Task to complete: For each statement (a), (b), and (c), decide whether the Devil's Head Lookout text below supports it. Answer yes or no, and quote the words from the text that decide it: (a) The original tower was built in 1912. (b) The trail ends with a climb on 143 stairs. (c) The road to the trailhead stays open to vehicles all winter.

Quoted passage:

Devil's Head Lookout is a U.S. Forest Service fire lookout tower at the summit of Devils Head in Douglas County, Colorado.  Located on a large pinnacle of Pikes Peak granite, the fire lookout point lies within the Pike National Forest and is accessed by hiking the Devils Head National Recreation Trail.

The station was first established in 1912, with the original tower built in 1919.  In the summer of 1951, the old tower was dismantled and current structure was built.  In 1991, Devil's Head Lookout was added to the National Register of Historic Places.  Sitting at the highest point of Rampart Range,  the fire lookout is the last remaining such structure to be in service along the Front Range of Colorado.

The view from the current structure extends at least 100 miles in every direction on clear days.

The lookout (elev. 9748 feet, or 2971 m) can be accessed via easy/moderate trail (2.8 miles, or 4.5 km round trip) with elevation gain of 951 feet, or 290 m.  The last stretch is a climb on 143 stairs.  The access is from Rampart Range Road, a 14.5-km dirt road (easily accessible by passenger cars) from CO67.  Note that the road to the trailhead is always closed to vehicles during the winter and typically does not open until April or May.

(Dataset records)
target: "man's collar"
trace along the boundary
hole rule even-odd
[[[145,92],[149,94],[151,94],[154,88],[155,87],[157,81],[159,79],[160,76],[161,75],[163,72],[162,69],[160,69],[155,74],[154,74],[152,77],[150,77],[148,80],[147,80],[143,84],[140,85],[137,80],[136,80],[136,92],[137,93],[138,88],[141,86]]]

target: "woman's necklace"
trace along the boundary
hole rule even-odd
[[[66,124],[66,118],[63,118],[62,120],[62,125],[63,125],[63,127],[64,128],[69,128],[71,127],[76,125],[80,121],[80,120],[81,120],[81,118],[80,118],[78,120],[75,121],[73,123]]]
--
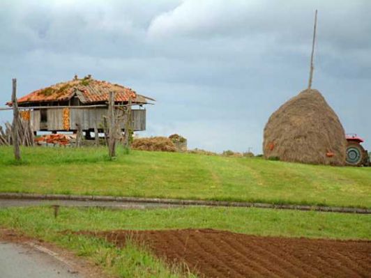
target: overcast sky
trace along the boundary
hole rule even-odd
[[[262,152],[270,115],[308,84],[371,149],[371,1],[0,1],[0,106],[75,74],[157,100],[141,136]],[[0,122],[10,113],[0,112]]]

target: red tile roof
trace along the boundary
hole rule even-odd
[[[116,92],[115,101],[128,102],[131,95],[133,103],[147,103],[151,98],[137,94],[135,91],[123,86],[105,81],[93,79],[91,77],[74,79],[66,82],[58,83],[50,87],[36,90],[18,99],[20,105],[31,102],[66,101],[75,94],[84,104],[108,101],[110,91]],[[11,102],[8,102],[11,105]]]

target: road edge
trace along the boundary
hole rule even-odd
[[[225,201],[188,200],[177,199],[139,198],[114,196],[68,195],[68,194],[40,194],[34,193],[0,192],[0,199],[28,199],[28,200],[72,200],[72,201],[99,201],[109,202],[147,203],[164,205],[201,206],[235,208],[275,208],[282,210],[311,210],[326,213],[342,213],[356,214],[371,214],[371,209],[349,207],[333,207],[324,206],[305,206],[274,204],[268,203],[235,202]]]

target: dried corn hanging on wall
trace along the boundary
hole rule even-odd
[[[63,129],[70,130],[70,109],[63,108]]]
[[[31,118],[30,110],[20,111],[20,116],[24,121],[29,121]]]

Correct answer:
(a) No: "The station was first established in 1912, with the original tower built in 1919."
(b) Yes: "The last stretch is a climb on 143 stairs."
(c) No: "the road to the trailhead is always closed to vehicles during the winter"